Instructions for the task
Could you restate every line of the data word for word?

(Saved entries)
- - - - -

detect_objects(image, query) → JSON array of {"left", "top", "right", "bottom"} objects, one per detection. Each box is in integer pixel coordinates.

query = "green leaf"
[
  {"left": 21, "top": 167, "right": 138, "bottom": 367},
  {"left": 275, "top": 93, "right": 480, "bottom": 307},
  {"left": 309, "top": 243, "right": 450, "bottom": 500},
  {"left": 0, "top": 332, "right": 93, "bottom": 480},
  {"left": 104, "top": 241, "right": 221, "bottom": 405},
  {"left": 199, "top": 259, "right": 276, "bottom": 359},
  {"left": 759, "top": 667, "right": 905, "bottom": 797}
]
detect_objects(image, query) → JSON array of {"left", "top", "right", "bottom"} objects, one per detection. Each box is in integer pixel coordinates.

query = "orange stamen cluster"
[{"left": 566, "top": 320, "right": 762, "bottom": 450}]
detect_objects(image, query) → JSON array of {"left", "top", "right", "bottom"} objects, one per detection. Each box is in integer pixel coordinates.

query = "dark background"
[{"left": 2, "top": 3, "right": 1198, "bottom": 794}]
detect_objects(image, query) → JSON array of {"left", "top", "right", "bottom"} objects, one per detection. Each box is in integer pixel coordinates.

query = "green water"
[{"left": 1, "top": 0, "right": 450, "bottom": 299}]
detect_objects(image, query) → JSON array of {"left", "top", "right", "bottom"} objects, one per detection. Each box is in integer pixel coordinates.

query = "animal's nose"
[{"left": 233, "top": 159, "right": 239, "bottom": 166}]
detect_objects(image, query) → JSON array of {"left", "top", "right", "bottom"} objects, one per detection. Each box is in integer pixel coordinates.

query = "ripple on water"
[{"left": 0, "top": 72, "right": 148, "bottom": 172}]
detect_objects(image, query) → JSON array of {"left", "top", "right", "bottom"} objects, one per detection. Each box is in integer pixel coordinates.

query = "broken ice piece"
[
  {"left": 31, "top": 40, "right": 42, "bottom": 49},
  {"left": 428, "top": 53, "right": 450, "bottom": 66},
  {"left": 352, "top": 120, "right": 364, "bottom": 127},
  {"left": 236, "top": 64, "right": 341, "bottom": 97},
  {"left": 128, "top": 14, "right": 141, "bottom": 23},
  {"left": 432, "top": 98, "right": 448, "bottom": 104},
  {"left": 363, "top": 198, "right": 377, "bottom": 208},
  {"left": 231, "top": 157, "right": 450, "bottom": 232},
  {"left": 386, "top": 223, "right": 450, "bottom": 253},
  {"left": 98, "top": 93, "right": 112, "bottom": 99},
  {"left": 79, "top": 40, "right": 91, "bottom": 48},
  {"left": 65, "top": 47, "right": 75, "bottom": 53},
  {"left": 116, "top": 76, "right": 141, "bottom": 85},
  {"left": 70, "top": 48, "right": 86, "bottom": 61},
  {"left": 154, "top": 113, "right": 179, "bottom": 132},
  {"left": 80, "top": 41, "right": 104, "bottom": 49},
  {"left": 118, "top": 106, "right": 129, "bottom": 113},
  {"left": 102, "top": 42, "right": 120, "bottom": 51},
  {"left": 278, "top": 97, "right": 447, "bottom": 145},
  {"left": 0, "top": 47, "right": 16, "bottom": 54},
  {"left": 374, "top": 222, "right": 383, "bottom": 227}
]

- - - - -

Answer box
detect_objects(image, query) → JSON array of {"left", "top", "right", "bottom"} objects, one per detection. Each box is in integer pixel coordinates.

query = "green leaf"
[
  {"left": 21, "top": 167, "right": 138, "bottom": 367},
  {"left": 275, "top": 93, "right": 480, "bottom": 307},
  {"left": 309, "top": 243, "right": 450, "bottom": 500},
  {"left": 0, "top": 332, "right": 93, "bottom": 480},
  {"left": 104, "top": 241, "right": 221, "bottom": 405},
  {"left": 199, "top": 259, "right": 276, "bottom": 359},
  {"left": 759, "top": 667, "right": 905, "bottom": 797}
]
detect_objects(image, query) → JSON array of {"left", "top", "right", "bottom"} objects, one per detection. Each box is in integer pixel coordinates.

query = "orange stamen cluster"
[{"left": 566, "top": 320, "right": 762, "bottom": 450}]
detect_objects(image, query) → JSON array of {"left", "top", "right", "bottom"} objects, one per detection. Each box is in integer pixel coordinates.

query = "dark background"
[{"left": 2, "top": 3, "right": 1198, "bottom": 794}]
detect_objects(image, query) → JSON array of {"left", "top", "right", "bottom"} objects, one per detection. Each box is in integer pixel coordinates.

query = "green water"
[{"left": 1, "top": 0, "right": 450, "bottom": 299}]
detect_objects(image, query) → JSON array of {"left", "top", "right", "bottom"} objects, one per detection. Each box is in integer pixel coordinates.

query = "animal's nose"
[{"left": 233, "top": 159, "right": 239, "bottom": 166}]
detect_objects(image, query) → JSON array of {"left", "top", "right", "bottom"} objects, one per detection. Each box is in integer pixel coordinates.

query = "ripple on water"
[{"left": 0, "top": 72, "right": 148, "bottom": 172}]
detect_objects(image, query) → JSON array of {"left", "top", "right", "bottom"} objects, one per detection. Each box is in integer pixel coordinates.

query = "broken ice piece"
[
  {"left": 31, "top": 40, "right": 42, "bottom": 49},
  {"left": 428, "top": 53, "right": 450, "bottom": 66},
  {"left": 352, "top": 120, "right": 364, "bottom": 127},
  {"left": 236, "top": 64, "right": 341, "bottom": 97},
  {"left": 128, "top": 14, "right": 141, "bottom": 23},
  {"left": 432, "top": 98, "right": 448, "bottom": 104},
  {"left": 363, "top": 198, "right": 377, "bottom": 208},
  {"left": 231, "top": 157, "right": 450, "bottom": 232},
  {"left": 386, "top": 223, "right": 450, "bottom": 253},
  {"left": 98, "top": 93, "right": 112, "bottom": 99},
  {"left": 79, "top": 40, "right": 91, "bottom": 48},
  {"left": 65, "top": 47, "right": 75, "bottom": 53},
  {"left": 116, "top": 76, "right": 141, "bottom": 85},
  {"left": 70, "top": 48, "right": 86, "bottom": 61},
  {"left": 154, "top": 113, "right": 179, "bottom": 132},
  {"left": 80, "top": 41, "right": 104, "bottom": 49},
  {"left": 118, "top": 106, "right": 129, "bottom": 113},
  {"left": 102, "top": 42, "right": 120, "bottom": 51},
  {"left": 278, "top": 97, "right": 447, "bottom": 145},
  {"left": 0, "top": 47, "right": 16, "bottom": 54},
  {"left": 374, "top": 222, "right": 383, "bottom": 227}
]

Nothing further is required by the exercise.